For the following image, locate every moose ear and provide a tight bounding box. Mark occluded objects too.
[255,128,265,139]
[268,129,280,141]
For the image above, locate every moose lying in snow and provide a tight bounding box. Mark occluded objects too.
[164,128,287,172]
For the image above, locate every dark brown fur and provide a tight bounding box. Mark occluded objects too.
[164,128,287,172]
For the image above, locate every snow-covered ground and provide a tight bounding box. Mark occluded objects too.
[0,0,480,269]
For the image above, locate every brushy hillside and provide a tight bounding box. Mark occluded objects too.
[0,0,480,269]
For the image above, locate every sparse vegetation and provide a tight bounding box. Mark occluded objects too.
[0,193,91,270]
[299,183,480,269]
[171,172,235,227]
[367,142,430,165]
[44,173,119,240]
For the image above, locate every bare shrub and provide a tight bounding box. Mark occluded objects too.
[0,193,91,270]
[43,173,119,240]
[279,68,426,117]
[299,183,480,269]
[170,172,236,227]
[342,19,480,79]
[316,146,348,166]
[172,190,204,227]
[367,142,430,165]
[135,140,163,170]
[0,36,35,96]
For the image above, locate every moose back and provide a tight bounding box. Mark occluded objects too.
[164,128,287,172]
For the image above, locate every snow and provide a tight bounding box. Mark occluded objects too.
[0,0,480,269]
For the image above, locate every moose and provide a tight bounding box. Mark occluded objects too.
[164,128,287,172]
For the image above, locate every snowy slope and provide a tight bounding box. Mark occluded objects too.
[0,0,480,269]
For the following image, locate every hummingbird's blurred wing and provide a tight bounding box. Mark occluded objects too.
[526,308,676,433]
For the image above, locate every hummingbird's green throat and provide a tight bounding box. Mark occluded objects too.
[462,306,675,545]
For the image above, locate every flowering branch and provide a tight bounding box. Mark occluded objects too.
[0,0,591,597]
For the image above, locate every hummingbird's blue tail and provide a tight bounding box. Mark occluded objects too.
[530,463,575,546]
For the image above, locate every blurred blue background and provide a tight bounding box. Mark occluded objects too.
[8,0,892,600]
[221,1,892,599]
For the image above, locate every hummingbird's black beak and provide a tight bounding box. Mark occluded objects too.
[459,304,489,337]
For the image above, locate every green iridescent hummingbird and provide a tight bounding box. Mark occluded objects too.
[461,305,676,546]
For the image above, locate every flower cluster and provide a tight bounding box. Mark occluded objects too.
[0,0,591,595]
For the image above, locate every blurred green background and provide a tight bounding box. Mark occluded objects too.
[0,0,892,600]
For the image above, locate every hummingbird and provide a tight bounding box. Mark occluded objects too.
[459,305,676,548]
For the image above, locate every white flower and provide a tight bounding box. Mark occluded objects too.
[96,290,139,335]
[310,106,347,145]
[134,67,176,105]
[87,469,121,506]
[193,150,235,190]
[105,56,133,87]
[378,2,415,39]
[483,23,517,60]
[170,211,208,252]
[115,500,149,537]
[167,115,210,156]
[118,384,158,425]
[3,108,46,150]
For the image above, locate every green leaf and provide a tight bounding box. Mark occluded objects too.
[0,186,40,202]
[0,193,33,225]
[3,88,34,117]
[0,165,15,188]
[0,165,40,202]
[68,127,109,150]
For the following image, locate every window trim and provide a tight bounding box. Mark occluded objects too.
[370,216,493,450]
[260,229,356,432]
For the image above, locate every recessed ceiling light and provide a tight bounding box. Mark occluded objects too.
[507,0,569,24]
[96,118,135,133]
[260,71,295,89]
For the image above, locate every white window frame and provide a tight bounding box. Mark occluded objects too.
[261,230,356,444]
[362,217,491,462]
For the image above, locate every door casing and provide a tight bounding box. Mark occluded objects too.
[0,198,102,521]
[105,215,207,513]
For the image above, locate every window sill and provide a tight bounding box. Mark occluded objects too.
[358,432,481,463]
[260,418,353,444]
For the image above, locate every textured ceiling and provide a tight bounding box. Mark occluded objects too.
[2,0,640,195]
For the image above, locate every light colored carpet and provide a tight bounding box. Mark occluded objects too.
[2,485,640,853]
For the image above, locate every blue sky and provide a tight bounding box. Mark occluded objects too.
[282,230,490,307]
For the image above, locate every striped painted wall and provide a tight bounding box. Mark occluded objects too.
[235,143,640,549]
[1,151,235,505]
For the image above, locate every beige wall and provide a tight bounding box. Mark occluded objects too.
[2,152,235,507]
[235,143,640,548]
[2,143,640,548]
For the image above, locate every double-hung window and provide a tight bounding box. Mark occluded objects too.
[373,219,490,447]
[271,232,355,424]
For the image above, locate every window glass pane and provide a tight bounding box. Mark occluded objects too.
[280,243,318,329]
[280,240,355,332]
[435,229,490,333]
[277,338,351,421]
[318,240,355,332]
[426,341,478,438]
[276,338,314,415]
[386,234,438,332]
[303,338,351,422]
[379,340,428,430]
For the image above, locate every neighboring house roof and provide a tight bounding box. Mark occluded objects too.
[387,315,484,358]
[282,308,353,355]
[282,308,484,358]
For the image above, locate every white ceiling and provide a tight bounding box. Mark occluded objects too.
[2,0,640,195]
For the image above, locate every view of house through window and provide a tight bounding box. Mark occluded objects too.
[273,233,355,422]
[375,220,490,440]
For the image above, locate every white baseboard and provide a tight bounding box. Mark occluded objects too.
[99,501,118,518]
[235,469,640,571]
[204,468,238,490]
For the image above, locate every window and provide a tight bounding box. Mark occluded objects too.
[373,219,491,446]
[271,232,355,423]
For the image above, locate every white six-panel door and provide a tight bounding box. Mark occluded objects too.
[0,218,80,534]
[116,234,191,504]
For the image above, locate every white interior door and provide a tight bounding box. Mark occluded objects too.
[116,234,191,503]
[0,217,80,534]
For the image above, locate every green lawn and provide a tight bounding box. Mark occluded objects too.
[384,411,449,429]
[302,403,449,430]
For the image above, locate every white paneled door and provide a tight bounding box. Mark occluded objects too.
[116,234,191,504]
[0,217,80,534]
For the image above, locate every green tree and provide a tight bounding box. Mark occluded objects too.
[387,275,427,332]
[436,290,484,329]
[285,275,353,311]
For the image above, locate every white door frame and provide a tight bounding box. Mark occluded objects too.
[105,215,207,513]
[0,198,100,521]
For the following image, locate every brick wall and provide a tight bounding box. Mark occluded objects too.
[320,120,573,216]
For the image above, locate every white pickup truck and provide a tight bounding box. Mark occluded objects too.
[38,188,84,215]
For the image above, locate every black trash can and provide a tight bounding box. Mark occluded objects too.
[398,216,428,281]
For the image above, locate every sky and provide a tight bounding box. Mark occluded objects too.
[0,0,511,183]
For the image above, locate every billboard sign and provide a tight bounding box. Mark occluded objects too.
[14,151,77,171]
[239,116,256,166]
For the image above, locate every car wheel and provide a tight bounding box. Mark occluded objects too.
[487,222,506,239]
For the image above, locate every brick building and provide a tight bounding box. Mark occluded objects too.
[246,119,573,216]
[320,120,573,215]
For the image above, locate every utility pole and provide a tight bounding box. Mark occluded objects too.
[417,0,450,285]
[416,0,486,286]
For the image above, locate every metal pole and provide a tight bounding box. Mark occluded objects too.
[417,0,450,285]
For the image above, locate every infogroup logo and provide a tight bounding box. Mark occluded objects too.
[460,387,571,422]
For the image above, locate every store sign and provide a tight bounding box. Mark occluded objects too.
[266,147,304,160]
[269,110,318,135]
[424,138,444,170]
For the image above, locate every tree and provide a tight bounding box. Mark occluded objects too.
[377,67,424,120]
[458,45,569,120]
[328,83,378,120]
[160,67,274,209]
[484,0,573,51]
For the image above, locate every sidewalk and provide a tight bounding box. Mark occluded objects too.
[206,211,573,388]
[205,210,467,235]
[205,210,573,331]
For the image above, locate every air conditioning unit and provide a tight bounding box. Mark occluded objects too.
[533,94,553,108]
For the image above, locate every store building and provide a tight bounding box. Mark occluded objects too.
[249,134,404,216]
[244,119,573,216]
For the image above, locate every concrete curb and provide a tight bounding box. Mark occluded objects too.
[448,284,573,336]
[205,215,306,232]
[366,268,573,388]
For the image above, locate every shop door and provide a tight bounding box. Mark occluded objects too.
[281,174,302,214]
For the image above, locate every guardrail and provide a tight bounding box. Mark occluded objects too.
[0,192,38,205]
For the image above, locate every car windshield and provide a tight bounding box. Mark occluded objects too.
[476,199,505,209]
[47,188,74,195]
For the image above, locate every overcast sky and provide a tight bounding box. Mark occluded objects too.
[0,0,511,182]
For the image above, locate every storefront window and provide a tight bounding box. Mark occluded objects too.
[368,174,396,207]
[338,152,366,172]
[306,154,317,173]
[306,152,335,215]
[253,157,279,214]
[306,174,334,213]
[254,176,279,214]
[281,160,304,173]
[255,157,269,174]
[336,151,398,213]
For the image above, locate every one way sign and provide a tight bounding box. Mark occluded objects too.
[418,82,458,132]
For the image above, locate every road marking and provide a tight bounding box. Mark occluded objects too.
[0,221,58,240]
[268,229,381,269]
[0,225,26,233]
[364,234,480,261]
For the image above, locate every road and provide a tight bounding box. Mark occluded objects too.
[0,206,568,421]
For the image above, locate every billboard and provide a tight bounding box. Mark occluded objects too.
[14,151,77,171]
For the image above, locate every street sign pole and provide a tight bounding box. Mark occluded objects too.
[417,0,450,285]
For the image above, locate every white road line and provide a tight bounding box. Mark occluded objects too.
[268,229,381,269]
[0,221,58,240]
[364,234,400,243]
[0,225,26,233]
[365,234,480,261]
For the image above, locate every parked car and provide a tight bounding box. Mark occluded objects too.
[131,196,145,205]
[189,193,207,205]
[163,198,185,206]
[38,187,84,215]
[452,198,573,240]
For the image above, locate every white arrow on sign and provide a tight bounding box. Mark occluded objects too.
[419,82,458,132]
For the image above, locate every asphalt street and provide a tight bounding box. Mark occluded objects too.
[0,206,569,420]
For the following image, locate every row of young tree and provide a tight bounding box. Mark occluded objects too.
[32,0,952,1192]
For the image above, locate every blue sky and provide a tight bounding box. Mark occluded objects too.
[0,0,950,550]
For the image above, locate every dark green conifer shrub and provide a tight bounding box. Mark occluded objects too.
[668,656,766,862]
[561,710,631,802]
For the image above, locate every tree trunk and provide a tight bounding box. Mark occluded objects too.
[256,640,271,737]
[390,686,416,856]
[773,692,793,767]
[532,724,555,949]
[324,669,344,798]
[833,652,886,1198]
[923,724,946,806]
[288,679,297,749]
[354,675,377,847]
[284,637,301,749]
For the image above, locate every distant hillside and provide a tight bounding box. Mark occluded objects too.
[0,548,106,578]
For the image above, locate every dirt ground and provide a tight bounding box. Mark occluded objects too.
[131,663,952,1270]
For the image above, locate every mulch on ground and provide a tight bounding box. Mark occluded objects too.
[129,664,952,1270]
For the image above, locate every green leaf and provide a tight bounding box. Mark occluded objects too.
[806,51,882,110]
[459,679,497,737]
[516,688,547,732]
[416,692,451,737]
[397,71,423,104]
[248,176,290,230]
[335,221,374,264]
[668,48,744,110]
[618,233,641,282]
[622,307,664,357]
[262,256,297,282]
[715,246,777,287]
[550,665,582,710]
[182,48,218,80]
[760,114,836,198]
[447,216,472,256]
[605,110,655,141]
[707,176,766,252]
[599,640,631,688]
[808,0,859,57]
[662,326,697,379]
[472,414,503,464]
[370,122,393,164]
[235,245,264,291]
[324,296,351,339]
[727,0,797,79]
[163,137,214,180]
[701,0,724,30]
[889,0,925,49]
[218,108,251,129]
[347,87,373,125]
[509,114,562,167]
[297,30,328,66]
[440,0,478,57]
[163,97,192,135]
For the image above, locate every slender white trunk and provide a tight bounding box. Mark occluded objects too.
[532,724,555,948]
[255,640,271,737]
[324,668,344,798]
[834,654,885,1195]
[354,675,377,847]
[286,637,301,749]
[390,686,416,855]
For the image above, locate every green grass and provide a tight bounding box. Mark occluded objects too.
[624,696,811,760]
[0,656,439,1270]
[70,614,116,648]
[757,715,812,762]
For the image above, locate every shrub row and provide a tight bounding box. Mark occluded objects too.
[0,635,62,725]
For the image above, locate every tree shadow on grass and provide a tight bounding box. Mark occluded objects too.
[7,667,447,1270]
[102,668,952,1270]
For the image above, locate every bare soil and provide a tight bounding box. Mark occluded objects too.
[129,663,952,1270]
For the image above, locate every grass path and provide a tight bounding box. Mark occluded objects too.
┄┄┄┄┄┄┄┄┄┄
**GOAL OF THE EXERCISE**
Take the part of the material that opens with the line containing "For the image above, locate every blurred blue" and closes with the line containing "[260,71,295,89]", and write all of it out again, request lines included. Move every coordinate in the answers up by 137, leaving the requests as they are.

**OUTPUT OF THE TASK**
For the image above, locate every blurred blue background and provide a tight bounding box. Mark occluded objects too.
[145,137,1029,737]
[358,138,1029,736]
For the image above, locate every hummingbird's black beak and provide a tight bounding box. Mark occluded objects too.
[596,441,626,474]
For the image above, locate every green iridescent hummingbird and provide a tight bounding box. Mark occluded objects too.
[598,442,813,683]
For the image above, locate every flower cluster and provide a tight bounding box. Mark occluded objects too.
[137,137,728,732]
For the image above, locate every blurred green background and provide a tight bounding box. Mark occluded objects too.
[137,137,1029,737]
For the image above, locate every hummingbird and provide a tight bounding box. Mark occluded objects too.
[596,442,813,685]
For the image above, locate every white flower and provide a tight bounding box. Mark occluded objects too.
[233,427,276,472]
[447,243,484,282]
[271,204,313,242]
[224,606,258,643]
[330,287,372,327]
[242,193,270,224]
[515,139,552,176]
[620,160,654,197]
[307,348,345,389]
[252,637,286,674]
[304,252,347,293]
[255,521,295,562]
[140,245,183,287]
For the image above, locate every green leaf and provide a tight bounding box. Mark occluded objects too.
[137,323,177,339]
[137,330,170,362]
[140,225,171,254]
[137,302,152,325]
[137,302,177,339]
[205,264,246,287]
For the following image, locate every window trim and provide a tight bounding box. Mark occluded objects too.
[507,353,630,587]
[397,366,493,569]
For the image above, locate every recessed ceiling light and provide a tight bounding box. Mark occluded objects too.
[644,137,706,161]
[233,255,272,270]
[397,208,432,226]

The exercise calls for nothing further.